■ Work order 1 ■
In the chelation study text, how many patients were enrolled in total?
■ Work order 2 ■
Please copy the chelation study text starting at "Baseline median serum" and ending at "and 61%, respectively).", swapping "thalassemia patients" for "patients with thalassemia".

■ Quoted passage ■
_____

Power calculations indicated that a total sample size of 1541 patients was required to achieve a study power of 80% to demonstrate an overall one-sided α significance level of 0.025 that the mean value of serum ferritin decreased at the end of study compared to baseline. This was based on the assumption that the expected difference would be greater than 100 ng/mL and the standard deviation of the differences was 1400 ng/mL. Efficacy was assessed for the full analysis set, including all patients who had been successfully screened and started the study. If there was no serum ferritin value available at 52 weeks, the last available observation was used as the end of study assessment to calculate change from baseline (last-observation-carried-forward [LOCF] analysis) thus providing a robust, yet conservative end-point to cope with the intention-to-treat principle. Reported P values for the investigation are based on two-sided paired t-tests or the Kruskall Wallis test. All patients who received at least one dose of study medication were included in the safety analysis.

Results

Patients’ characteristics

A total of 1744 patients were enrolled (Table 1). The underlying diseases necessitating chelation therapy were thalassemia (63.9%), MDS (19.6%), AA (6.7%), SCD (4.6%), other rare anemias (predominantly pure red cell aplasia and hemolytic anemias; 2.5%) and various conditions requiring transfusion, including malignant diseases [primarily acute myeloid leukemia (n=16) and congenital anemia; 2.8%]. Overall, 79.6% of patients (n=1389) completed 1 year of treatment. Treatment discontinuation rates (Figure 1) were lowest among thalassemia patients (9.4%), and highest among MDS patients (48.7%).

Baseline median serum ferritin levels in all subgroups were greater than 2500 ng/mL, which is a threshold known to be associated with significant negative outcomes (Table 1). The median length of time that patients had been transfusion-dependent was 9.0 years; however, this was longer in thalassemia patients (median 15.0 years). The duration of transfusion dependency was comparatively brief in MDS patients at a median of only 3.0 years. Although SCD patients had been transfusion dependent for a median of 10.0 years, the amount of blood received during the year prior to study entry was the lowest at 84±57 mL/kg. Most patients had received prior chelation therapy (Table 1); however, a large proportion of patients with AA, MDS and other anemias were chelation-naïve (68%, 48% and 61%, respectively).

_____

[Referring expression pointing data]
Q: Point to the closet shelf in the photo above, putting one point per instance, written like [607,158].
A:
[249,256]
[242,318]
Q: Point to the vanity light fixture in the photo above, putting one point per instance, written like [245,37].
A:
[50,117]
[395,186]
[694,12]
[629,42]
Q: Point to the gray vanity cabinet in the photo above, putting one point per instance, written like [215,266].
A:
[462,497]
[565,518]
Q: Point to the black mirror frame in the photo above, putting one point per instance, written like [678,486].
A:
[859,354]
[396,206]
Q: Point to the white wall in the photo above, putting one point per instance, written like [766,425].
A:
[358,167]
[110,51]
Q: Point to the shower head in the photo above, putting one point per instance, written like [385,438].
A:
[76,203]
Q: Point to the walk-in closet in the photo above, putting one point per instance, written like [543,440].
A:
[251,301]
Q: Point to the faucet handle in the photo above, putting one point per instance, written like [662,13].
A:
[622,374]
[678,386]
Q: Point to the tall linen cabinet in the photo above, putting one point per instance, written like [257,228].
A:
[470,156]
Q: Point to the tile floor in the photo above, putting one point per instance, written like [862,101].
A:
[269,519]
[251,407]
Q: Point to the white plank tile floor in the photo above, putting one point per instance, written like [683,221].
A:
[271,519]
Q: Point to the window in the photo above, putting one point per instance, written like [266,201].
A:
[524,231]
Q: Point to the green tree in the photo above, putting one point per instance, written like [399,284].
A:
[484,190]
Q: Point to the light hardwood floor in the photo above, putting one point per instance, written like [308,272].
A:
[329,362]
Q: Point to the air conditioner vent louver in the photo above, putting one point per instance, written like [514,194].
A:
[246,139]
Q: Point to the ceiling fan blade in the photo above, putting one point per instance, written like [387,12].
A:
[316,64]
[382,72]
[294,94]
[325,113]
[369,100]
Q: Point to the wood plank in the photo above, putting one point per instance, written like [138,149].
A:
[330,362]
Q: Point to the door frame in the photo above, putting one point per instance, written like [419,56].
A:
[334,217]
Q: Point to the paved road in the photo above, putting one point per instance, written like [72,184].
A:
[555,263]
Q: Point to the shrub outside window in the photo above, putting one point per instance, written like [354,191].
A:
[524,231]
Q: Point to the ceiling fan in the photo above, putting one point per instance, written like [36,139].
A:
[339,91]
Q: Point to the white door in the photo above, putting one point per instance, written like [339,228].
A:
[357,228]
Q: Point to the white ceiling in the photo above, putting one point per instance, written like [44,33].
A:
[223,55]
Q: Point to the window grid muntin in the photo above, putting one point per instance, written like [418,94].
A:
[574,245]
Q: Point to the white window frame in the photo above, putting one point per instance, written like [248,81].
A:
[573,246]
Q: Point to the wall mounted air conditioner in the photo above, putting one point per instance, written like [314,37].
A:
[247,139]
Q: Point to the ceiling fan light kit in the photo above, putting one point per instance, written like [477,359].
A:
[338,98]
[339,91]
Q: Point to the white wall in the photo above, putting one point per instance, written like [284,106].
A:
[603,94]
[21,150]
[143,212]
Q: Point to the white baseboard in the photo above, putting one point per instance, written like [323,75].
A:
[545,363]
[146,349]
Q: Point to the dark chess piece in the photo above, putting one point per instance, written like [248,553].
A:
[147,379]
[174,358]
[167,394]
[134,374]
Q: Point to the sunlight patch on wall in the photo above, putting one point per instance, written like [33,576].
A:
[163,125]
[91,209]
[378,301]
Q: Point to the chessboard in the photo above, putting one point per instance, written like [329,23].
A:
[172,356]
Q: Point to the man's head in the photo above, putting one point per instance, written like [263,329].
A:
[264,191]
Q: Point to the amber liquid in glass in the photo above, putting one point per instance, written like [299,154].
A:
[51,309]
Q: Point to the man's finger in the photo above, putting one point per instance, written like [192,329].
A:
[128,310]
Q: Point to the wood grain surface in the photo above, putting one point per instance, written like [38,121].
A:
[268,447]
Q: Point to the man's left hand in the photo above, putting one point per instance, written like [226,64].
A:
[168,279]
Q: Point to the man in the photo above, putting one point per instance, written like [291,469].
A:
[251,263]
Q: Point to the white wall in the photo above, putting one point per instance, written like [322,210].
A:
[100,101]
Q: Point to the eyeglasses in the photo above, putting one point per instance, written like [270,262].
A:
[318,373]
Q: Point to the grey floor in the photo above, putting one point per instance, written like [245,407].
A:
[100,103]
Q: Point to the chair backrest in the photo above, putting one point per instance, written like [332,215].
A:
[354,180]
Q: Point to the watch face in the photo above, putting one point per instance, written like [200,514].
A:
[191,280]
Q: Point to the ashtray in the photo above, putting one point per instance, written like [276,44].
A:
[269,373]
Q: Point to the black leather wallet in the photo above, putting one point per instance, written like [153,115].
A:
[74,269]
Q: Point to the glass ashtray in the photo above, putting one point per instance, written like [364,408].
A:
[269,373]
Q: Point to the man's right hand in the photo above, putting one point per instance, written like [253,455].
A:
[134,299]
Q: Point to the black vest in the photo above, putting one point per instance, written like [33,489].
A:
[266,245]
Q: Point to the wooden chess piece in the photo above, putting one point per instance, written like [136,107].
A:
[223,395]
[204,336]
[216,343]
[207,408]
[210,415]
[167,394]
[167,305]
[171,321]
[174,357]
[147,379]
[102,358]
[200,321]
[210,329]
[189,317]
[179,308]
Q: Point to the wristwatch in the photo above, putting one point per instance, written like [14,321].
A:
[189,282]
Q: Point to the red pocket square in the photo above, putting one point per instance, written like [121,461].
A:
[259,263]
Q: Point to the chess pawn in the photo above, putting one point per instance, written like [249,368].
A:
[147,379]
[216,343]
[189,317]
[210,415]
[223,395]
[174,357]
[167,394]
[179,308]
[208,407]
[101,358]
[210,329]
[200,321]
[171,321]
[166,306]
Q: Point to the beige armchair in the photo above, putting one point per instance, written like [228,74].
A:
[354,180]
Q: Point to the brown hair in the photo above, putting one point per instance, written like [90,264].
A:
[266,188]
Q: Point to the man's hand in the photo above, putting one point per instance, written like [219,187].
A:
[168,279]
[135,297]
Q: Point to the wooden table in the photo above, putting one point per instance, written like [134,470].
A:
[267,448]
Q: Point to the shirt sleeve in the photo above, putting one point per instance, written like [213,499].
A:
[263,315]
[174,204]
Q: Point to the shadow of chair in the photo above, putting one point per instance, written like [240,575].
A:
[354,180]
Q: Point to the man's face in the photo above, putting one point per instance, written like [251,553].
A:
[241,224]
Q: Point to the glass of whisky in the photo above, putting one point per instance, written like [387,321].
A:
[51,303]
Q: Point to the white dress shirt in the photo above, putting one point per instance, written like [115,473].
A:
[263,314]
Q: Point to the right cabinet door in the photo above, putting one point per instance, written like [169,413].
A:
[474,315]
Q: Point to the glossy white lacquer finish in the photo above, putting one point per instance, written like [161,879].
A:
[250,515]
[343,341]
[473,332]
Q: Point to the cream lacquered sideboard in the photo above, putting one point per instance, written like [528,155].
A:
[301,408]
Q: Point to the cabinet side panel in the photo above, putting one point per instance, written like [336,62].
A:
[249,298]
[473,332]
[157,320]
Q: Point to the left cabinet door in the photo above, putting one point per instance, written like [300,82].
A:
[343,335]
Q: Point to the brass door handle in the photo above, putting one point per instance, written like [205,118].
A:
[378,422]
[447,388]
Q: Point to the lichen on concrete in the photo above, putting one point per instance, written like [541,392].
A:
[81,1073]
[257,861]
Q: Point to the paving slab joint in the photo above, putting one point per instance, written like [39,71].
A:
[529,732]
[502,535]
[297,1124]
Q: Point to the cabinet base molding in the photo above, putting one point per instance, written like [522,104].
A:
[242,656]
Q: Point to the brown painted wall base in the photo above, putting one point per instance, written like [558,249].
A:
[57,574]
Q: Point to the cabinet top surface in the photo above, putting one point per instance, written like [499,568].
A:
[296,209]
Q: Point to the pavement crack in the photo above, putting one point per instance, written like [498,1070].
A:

_____

■ Exercise output 1 ■
1744 patients.

■ Exercise output 2 ■
Baseline median serum ferritin levels in all subgroups were greater than 2500 ng/mL, which is a threshold known to be associated with significant negative outcomes (Table 1). The median length of time that patients had been transfusion-dependent was 9.0 years; however, this was longer in patients with thalassemia (median 15.0 years). The duration of transfusion dependency was comparatively brief in MDS patients at a median of only 3.0 years. Although SCD patients had been transfusion dependent for a median of 10.0 years, the amount of blood received during the year prior to study entry was the lowest at 84±57 mL/kg. Most patients had received prior chelation therapy (Table 1); however, a large proportion of patients with AA, MDS and other anemias were chelation-naïve (68%, 48% and 61%, respectively).